Entries provided >>
++++++++++
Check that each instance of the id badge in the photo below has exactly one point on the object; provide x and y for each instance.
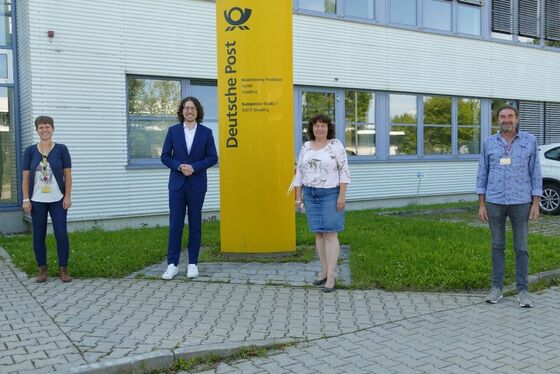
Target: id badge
(505, 161)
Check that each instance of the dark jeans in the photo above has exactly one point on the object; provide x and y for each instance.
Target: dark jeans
(39, 214)
(519, 217)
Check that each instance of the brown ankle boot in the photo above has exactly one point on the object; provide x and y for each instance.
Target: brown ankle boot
(64, 276)
(42, 276)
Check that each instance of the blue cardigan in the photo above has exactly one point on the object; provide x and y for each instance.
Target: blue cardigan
(58, 158)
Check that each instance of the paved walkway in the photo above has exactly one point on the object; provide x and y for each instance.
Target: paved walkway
(105, 325)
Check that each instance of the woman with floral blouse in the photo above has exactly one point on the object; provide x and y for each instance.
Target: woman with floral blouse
(320, 181)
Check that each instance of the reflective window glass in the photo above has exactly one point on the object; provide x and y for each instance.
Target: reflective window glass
(6, 22)
(8, 173)
(153, 96)
(469, 129)
(152, 106)
(403, 132)
(360, 123)
(360, 8)
(437, 125)
(437, 14)
(402, 109)
(469, 19)
(4, 66)
(403, 11)
(324, 6)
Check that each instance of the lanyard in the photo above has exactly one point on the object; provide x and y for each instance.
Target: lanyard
(44, 163)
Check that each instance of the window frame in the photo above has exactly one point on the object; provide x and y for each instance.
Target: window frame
(383, 124)
(186, 84)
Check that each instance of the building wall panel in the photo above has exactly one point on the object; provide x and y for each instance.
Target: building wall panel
(79, 77)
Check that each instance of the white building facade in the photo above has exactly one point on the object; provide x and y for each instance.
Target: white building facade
(411, 85)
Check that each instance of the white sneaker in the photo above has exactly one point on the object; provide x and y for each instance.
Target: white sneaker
(192, 271)
(171, 272)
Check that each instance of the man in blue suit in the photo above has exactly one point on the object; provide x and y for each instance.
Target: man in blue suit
(188, 150)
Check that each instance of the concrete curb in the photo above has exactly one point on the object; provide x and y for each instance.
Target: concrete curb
(161, 360)
(534, 278)
(6, 257)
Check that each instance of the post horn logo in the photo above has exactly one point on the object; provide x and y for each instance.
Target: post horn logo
(236, 17)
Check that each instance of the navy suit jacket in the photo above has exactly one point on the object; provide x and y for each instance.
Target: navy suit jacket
(202, 156)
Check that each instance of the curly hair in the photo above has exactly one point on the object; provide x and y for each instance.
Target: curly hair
(198, 106)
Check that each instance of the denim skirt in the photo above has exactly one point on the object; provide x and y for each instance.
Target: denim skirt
(320, 208)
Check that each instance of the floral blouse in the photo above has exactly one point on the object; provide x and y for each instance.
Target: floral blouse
(323, 168)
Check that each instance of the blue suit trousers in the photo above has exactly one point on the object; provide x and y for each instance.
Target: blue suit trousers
(184, 200)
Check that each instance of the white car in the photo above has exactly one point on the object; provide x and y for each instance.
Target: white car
(550, 167)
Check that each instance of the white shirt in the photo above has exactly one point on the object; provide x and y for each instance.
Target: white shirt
(46, 188)
(322, 168)
(189, 135)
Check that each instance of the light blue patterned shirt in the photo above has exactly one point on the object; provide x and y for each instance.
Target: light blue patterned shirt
(515, 183)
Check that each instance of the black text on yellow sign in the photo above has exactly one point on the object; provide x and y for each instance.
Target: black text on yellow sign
(255, 100)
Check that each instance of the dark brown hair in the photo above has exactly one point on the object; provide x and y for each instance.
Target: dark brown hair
(507, 106)
(320, 118)
(198, 106)
(44, 120)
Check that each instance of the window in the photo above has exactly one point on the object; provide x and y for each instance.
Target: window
(384, 125)
(451, 16)
(152, 108)
(403, 129)
(553, 154)
(437, 125)
(403, 12)
(360, 123)
(437, 14)
(360, 8)
(6, 22)
(522, 21)
(552, 21)
(468, 19)
(324, 6)
(468, 126)
(8, 177)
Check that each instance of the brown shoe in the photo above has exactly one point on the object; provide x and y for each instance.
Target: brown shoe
(42, 276)
(64, 276)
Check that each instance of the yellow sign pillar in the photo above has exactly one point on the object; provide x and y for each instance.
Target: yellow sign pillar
(255, 100)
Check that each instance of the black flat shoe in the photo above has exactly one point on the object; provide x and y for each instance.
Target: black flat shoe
(320, 282)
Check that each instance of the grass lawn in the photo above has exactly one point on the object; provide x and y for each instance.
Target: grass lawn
(392, 252)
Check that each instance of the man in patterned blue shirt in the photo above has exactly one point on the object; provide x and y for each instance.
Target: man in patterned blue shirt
(509, 184)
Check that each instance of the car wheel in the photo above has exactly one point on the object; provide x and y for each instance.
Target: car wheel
(550, 200)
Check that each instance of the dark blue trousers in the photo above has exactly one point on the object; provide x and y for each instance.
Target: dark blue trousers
(39, 214)
(190, 202)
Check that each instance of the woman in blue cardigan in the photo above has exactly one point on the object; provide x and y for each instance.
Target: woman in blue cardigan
(47, 189)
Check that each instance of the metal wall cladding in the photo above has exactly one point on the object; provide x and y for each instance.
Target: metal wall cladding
(337, 53)
(24, 73)
(79, 77)
(407, 179)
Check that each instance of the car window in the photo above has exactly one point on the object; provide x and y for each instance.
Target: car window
(553, 154)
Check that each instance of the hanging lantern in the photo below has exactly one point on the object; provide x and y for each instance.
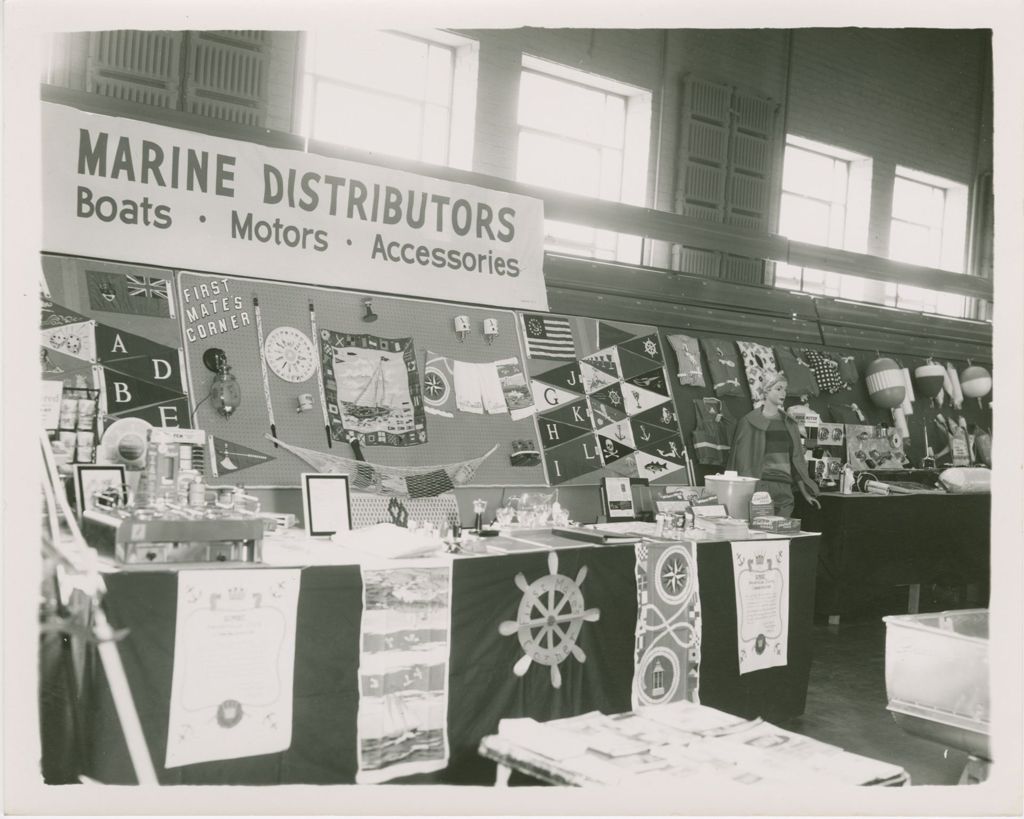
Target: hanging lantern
(884, 379)
(976, 383)
(930, 378)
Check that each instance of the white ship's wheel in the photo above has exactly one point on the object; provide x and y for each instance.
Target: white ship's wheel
(548, 622)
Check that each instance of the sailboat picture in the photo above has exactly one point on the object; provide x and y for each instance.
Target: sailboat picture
(372, 389)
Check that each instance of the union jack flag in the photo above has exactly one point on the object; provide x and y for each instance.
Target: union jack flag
(145, 286)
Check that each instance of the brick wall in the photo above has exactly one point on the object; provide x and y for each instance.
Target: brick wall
(910, 97)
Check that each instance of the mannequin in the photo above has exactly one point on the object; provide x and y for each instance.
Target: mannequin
(767, 447)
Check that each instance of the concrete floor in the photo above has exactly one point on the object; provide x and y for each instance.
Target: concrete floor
(846, 704)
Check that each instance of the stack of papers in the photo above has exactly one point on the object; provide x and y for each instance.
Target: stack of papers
(683, 740)
(724, 528)
(388, 541)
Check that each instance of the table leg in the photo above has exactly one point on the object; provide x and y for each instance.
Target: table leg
(913, 599)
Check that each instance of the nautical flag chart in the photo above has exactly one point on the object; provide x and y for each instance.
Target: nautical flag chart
(608, 406)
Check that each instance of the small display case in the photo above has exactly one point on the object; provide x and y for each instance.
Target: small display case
(776, 524)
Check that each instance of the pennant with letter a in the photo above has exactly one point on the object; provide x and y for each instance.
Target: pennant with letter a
(135, 355)
(227, 457)
(134, 294)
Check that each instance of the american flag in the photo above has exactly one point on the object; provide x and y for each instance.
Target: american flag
(146, 286)
(548, 337)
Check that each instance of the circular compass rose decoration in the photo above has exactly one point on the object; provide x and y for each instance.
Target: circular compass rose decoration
(435, 387)
(674, 573)
(290, 354)
(550, 617)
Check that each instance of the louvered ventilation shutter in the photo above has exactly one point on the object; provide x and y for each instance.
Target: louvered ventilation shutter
(727, 144)
(137, 67)
(226, 77)
(700, 184)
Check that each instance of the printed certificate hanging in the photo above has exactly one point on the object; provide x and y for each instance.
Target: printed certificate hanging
(761, 570)
(233, 664)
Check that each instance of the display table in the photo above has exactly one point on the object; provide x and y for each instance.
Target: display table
(676, 745)
(482, 688)
(871, 543)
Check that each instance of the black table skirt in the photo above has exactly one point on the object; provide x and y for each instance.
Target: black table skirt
(481, 686)
(870, 544)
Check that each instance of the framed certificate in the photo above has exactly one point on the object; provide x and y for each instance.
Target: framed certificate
(326, 503)
(92, 480)
(619, 499)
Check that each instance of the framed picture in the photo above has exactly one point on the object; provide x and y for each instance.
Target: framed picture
(619, 499)
(90, 479)
(326, 503)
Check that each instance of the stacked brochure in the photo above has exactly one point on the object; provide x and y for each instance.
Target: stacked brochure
(682, 740)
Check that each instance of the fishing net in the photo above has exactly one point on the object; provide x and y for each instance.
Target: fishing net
(423, 481)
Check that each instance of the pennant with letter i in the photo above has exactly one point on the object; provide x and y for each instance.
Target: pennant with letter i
(227, 457)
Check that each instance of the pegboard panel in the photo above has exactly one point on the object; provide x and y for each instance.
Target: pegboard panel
(603, 402)
(685, 316)
(429, 326)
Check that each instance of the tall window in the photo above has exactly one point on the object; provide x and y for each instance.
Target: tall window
(825, 201)
(929, 225)
(392, 93)
(588, 135)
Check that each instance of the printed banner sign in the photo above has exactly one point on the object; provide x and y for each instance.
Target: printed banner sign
(667, 659)
(403, 660)
(233, 664)
(201, 202)
(761, 569)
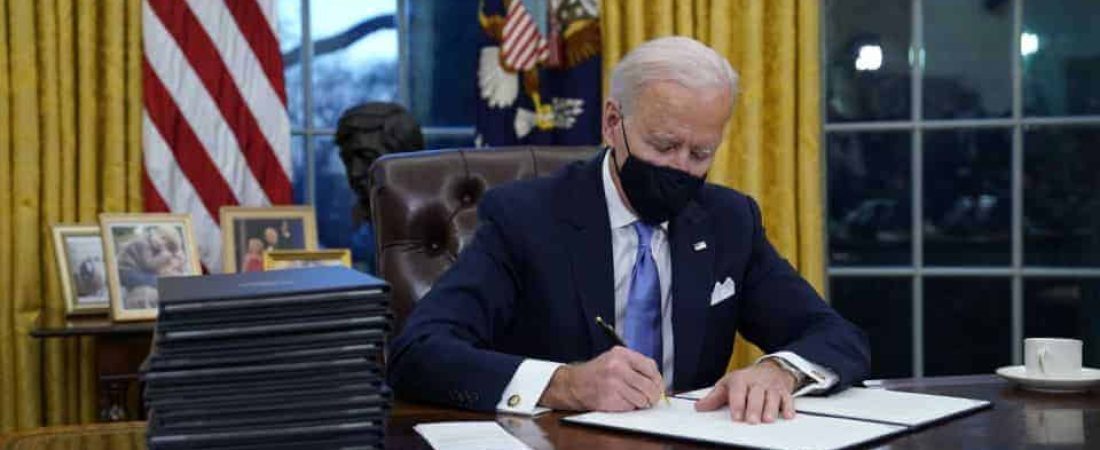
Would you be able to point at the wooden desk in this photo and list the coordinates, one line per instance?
(1018, 419)
(120, 349)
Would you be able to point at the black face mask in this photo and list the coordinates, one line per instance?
(658, 194)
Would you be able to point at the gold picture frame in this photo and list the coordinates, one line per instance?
(248, 232)
(139, 248)
(78, 251)
(277, 260)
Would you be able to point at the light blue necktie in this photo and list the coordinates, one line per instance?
(642, 324)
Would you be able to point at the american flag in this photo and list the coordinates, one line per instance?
(523, 44)
(215, 124)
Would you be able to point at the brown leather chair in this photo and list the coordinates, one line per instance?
(425, 207)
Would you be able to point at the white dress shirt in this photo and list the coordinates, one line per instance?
(531, 377)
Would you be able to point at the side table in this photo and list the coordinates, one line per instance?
(120, 349)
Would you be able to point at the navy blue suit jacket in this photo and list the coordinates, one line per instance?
(539, 271)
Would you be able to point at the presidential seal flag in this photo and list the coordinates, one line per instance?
(215, 125)
(538, 73)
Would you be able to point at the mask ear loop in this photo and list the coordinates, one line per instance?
(625, 140)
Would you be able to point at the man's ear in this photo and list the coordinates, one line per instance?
(611, 120)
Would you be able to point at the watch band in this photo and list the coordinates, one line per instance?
(800, 379)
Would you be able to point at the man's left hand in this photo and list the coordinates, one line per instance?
(754, 394)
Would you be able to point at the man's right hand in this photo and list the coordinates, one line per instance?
(619, 380)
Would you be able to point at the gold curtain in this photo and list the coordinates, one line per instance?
(69, 149)
(771, 150)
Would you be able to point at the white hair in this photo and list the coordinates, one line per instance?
(674, 58)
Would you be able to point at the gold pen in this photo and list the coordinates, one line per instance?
(618, 341)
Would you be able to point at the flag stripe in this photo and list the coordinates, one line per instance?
(177, 193)
(261, 39)
(191, 161)
(200, 53)
(521, 46)
(246, 70)
(200, 111)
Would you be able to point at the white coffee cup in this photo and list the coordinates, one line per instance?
(1053, 358)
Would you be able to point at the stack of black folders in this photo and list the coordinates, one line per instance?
(270, 360)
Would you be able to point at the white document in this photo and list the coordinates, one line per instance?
(469, 436)
(879, 405)
(679, 419)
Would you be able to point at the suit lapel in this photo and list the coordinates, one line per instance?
(692, 278)
(587, 237)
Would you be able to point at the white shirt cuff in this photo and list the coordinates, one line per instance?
(523, 393)
(821, 379)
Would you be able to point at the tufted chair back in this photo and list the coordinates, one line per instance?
(425, 207)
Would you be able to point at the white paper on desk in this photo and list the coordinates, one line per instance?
(880, 405)
(890, 406)
(469, 436)
(680, 419)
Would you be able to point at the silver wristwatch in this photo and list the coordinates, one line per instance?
(800, 377)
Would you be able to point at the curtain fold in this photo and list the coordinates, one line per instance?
(771, 150)
(69, 149)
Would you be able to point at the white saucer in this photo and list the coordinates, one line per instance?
(1087, 380)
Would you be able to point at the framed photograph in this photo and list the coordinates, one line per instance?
(248, 232)
(79, 254)
(139, 249)
(294, 259)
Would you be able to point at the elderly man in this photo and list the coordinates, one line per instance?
(633, 242)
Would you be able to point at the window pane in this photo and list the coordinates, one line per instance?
(868, 65)
(1062, 196)
(968, 58)
(967, 197)
(869, 197)
(449, 141)
(967, 326)
(354, 55)
(334, 198)
(1060, 52)
(882, 308)
(289, 40)
(1065, 308)
(298, 164)
(442, 41)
++++++++++
Work to complete >>
Each line from the one containing "Would you be able to point at the white paper" to the end of the records should be echoed exactly, and no other line.

Answer for the task >>
Would you be able to point at the white paper on desk in this photo and list the coordinates, one line per instance?
(880, 405)
(890, 406)
(469, 436)
(680, 419)
Would you be able to point at the silver wristwatch in this photo and list the coordinates, one line per instance?
(800, 377)
Would you be able to point at the curtain fold in this photo and list the coordinates, one line per instance?
(771, 150)
(69, 149)
Would you be able to point at the white saucer in this photo and list the coordinates, one line per instance?
(1087, 380)
Would you be able to point at the framed photograph in this photo and list the coordinates, one line per instance?
(248, 232)
(79, 254)
(139, 249)
(294, 259)
Would you be able to point at the elderly man in this photo and list the coordinates, one line per instance?
(633, 242)
Would you be able to point at the window pane in this photo and list the coordinates, one line per instance?
(868, 65)
(1062, 196)
(968, 58)
(967, 197)
(869, 197)
(449, 141)
(967, 326)
(354, 55)
(334, 198)
(1060, 52)
(882, 308)
(289, 40)
(1065, 308)
(298, 164)
(442, 41)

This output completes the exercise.